Excerto do texto:

“O meu trabalho é contar uma história. Construir uma narrativa olfativa que é suposto ter um final feliz”, diz à VISÃO Se7e Lourenço Lucena, perfumista e único português membro da Sociedade Francesa de Perfumistas. Recebe-nos em Santa Apolónia, no escritório da agência de branding Blug, da qual é CEO, e onde aplica uma linha multissensorial na forma de pensar as marcas. É ali que tem instalado o seu órgão de perfumista, uma mesa de trabalho especial, a fazer lembrar um anfiteatro, onde dispõe os vários frasquinhos com aromas e vai elaborando combinações até chegar a uma fórmula final.

Exercícios propostos:
A) Indique se cada afirmação está de acordo com o excerto sobre o perfumista Lourenço Lucena, respondendo sim ou não e citando as palavras do excerto que o decidem: (i) Lourenço Lucena é o único português membro da Sociedade Francesa de Perfumistas; (ii) o escritório da agência Blug fica no Porto; (iii) o órgão de perfumista é uma mesa de trabalho que faz lembrar um anfiteatro.
B) Que cargo ocupa Lourenço Lucena na agência Blug, segundo o excerto sobre o perfumista?
C) Retome o excerto sobre o perfumista Lourenço Lucena a partir do ponto em que termina.

Dados de origem:

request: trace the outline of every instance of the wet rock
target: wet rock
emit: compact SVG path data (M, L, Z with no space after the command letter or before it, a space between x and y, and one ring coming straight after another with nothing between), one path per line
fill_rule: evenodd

Respostas:
A)
(i) Sim: "único português membro da Sociedade Francesa de Perfumistas".
(ii) Não: "Recebe-nos em Santa Apolónia, no escritório da agência de branding Blug".
(iii) Sim: "uma mesa de trabalho especial, a fazer lembrar um anfiteatro".

B) É o CEO da agência.

C)
Esta apetência para desenvolver identidades olfativas começou cedo e já o levou a criar perfumes para as noivas de Santo António, com a marca Casa Comigo Lisboa, e, recentemente, a compor o Belcanto Perfume, para o renovado restaurante do chefe José Avillez, no Chiado – além de ter lançado a sua própria Acqua di Portokáli, inspirada nas laranjas do Algarve. O primeiro passo é receber o briefing e conhecer a história da pessoa ou da marca. “Descobrir a essência e pesquisar. Com base nisso, associar um conjunto de aromas.” Este é o segundo passo. “Não há um máximo ou um mínimo. Pode ser um perfume muito simples ou um com quantidades milimétricas de 30 matérias-primas [existem entre seis e sete mil].” De seguida, define numa fórmula a quantidade de cada matéria-prima que vai usar. Daí parte para a junção física, num frasco limpo, inodoro, seguindo a receita escrita, com os necessários acertos para que corresponda à narrativa inicial. “A fórmula final fica duas semanas a macerar no frasco e só então é apresentada ao cliente.” O perfume é depois produzido em Portugal ou em França. Lourenço Lucena fala também de um ressurgimento da indústria perfumista, tanto em marcas mais estabelecidas, como a Claus Porto e a Castelbel, como em projetos pequenos, exemplo de dois perfumes ligados à Comporta.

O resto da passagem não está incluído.